What to work on —
Emit a verbatim copy of the lines running from the line with "the woman with" through the end of the material below.

Records —
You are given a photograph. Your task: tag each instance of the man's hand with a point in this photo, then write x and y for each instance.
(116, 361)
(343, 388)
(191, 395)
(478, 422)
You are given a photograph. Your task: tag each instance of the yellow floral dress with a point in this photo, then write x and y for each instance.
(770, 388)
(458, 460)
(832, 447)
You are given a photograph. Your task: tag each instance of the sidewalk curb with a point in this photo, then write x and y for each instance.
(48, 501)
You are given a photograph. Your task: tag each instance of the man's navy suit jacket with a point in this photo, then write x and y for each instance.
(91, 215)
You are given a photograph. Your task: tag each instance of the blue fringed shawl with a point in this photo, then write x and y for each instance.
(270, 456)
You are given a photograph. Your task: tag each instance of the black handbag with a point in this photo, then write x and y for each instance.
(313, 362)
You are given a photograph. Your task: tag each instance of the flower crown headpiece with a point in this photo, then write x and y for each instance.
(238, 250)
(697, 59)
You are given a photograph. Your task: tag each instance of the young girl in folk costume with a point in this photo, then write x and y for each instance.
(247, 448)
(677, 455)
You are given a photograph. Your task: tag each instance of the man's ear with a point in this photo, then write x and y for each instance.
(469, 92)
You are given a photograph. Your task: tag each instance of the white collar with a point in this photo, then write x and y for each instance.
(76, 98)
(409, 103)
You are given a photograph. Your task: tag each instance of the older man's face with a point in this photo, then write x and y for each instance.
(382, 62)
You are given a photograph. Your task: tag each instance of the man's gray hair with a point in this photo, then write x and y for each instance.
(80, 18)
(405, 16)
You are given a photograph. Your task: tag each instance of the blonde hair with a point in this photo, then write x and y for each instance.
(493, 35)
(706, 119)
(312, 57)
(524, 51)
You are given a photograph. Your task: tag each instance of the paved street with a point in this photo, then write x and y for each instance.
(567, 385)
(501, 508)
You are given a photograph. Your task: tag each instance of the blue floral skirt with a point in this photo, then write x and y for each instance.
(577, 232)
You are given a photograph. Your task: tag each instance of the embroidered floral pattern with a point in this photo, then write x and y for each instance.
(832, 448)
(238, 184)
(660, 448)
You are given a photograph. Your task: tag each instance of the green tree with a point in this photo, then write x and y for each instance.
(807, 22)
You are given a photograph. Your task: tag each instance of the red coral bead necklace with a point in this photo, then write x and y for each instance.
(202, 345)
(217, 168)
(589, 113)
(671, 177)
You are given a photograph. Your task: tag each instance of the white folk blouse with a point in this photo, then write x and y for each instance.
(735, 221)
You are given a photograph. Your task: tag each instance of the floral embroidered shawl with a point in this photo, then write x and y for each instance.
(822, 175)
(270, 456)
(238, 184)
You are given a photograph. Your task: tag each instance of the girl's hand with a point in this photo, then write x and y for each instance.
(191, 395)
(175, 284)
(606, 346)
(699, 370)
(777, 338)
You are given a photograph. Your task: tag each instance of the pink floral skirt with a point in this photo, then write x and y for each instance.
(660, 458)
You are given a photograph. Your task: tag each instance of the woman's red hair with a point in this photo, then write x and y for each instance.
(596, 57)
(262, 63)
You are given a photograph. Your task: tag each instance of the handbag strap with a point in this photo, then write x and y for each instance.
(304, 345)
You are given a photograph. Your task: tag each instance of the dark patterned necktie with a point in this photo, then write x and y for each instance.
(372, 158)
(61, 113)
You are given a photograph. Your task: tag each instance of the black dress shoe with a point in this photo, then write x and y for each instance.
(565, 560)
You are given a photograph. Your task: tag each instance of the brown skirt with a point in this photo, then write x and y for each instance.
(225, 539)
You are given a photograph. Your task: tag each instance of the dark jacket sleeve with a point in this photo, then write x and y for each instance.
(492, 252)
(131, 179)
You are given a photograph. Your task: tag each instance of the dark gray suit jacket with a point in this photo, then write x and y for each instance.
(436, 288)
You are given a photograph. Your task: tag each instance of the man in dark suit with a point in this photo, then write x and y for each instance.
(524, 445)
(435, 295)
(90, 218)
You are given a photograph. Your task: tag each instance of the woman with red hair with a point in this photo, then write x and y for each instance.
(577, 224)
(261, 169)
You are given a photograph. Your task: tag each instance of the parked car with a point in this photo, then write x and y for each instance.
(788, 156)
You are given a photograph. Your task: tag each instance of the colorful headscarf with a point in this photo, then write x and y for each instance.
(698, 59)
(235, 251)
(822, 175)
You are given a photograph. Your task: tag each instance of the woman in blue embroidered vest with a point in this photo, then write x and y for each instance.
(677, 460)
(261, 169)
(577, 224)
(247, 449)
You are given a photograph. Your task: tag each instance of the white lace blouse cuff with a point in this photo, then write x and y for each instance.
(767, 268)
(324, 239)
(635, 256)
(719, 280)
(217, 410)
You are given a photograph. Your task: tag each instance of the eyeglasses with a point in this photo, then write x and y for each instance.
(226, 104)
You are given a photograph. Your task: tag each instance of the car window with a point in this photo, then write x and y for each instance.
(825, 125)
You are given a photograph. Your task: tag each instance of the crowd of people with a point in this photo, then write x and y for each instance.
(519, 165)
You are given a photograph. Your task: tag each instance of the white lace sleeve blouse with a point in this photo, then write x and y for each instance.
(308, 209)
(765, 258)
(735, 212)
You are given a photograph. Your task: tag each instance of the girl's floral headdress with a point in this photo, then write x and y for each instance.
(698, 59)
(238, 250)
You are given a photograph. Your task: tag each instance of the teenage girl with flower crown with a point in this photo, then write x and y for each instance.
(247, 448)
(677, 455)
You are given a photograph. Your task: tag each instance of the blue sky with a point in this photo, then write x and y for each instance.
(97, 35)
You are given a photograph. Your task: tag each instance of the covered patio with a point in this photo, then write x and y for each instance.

Task solution —
You are given a photograph. Your task: tag each instance of the woman with red hair with a point in this photo, then write x and y for each instance.
(577, 224)
(261, 169)
You are given a photograph. Your task: tag each instance of the parked car with a point in this photo, then write x and y for each instance.
(788, 156)
You are given a photograph. Your task: tag each instance of the colorful headscarf with a point in this photo, then write x and y for each instance.
(698, 59)
(235, 251)
(822, 175)
You are given a photograph. Your task: tag each instance of the woman in blue embroidered vest with a point in this photo, then write x and y for each instance.
(677, 460)
(261, 169)
(577, 224)
(247, 449)
You are given a photograph. Your task: tag each instance of the white lace blouse cuff with a point in this photo, then write x and y for each instance.
(767, 268)
(324, 239)
(635, 256)
(719, 280)
(217, 410)
You are given a photograph. Your task: tag each instance of the eyeglasses with a point in this photo, then write x and y for each instance.
(226, 104)
You are given a photograph. Your task: tag each instance of the car window with a point in this photo, then write x and y for each instance.
(825, 125)
You are given a photograph. Your task: tag each instance of the crowd of people with a point in this photo, then write x and y for each instance.
(519, 165)
You are given a photograph. Your task: tag each instance of the white lace sleeve blouse with a point in this photo, then write x and y for each instance.
(308, 209)
(765, 258)
(735, 212)
You are given a photograph. Your task: tag each instance of the girl's floral headdress with a point in this photo, then write x and y for each instance.
(698, 59)
(238, 250)
You are given a photograph. Your task: tag each instance of the teenage girl with flower crown with a point in this photo, then write x and y for each instance.
(247, 448)
(677, 455)
You are given a photograph. Your task: tag each instance of the blue sky with a point in this photo, then write x and y for each instance.
(97, 35)
You are given a photograph. Your task: tag each instance of the covered patio with a point in this photo, then write x and y for each instance.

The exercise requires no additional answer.